#### EXTRACTED MATERIAL

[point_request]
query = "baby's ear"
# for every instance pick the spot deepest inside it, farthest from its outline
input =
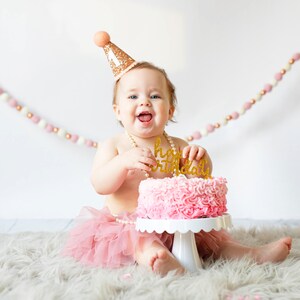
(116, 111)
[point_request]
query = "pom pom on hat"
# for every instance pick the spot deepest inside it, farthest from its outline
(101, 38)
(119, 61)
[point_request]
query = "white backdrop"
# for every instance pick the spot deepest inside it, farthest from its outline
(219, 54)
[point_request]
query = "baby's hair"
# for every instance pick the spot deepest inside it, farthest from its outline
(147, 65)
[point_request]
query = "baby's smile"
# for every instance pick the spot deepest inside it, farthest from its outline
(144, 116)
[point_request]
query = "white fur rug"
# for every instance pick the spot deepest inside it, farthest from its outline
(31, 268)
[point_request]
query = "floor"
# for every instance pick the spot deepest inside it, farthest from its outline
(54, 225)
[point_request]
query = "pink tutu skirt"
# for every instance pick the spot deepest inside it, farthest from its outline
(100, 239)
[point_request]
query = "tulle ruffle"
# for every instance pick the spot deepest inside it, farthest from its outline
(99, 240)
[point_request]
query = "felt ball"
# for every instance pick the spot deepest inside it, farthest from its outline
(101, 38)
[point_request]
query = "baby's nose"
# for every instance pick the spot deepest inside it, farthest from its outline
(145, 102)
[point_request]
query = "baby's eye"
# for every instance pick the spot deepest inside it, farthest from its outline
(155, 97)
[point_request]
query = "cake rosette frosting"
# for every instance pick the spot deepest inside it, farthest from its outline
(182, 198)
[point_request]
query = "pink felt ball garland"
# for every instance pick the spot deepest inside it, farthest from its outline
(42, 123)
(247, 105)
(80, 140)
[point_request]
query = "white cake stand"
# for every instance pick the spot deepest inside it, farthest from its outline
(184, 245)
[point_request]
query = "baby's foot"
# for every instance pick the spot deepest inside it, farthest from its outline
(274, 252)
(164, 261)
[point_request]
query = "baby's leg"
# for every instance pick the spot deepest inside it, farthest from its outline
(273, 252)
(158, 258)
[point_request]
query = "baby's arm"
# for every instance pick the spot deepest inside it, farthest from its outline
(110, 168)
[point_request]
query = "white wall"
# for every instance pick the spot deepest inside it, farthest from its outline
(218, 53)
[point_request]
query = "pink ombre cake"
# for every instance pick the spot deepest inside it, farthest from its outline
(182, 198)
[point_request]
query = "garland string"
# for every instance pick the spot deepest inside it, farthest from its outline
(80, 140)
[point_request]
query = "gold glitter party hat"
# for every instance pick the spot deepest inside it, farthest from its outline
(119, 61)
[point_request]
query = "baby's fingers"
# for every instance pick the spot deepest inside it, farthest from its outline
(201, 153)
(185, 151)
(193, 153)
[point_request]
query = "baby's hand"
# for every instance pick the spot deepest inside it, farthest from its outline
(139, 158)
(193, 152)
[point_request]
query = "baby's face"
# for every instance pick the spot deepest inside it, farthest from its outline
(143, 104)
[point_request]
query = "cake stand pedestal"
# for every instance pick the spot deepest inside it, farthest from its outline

==

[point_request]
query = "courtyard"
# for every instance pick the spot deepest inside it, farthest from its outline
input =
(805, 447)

* * *

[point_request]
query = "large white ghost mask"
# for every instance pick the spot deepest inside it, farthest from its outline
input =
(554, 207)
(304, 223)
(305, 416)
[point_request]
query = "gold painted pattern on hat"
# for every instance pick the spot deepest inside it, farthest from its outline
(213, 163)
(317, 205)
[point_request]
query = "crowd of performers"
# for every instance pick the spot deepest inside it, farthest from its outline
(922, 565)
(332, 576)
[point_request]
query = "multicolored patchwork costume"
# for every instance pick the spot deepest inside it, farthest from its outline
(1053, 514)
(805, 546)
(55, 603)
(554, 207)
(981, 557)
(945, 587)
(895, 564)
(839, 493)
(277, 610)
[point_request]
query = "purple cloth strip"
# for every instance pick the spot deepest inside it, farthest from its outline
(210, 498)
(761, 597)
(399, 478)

#### EXERCISE GOAL
Pick out every line of the records above that contains the string "garland", matching case exactly, and copy each one.

#### REPLY
query = "pink felt ball garland"
query = "garland string"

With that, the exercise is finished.